### TASK GOAL:
Would you print all of the entries word for word?

** Opening MATERIAL SHOWN block **

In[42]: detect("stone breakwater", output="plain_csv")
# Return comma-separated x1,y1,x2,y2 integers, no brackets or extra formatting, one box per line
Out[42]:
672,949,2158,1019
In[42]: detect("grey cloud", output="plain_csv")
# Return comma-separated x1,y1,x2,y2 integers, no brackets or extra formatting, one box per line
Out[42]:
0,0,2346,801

** Closing MATERIAL SHOWN block **

### ANSWER BOX:
In[42]: detect("stone breakwater", output="plain_csv")
# Return comma-separated x1,y1,x2,y2 integers, no brackets or extra formatting, one box per line
Out[42]:
672,949,2158,1019
In[42]: detect("grey cloud", output="plain_csv")
# Return comma-separated x1,y1,x2,y2 integers, no brackets or extra formatting, one box per line
Out[42]:
0,0,2346,801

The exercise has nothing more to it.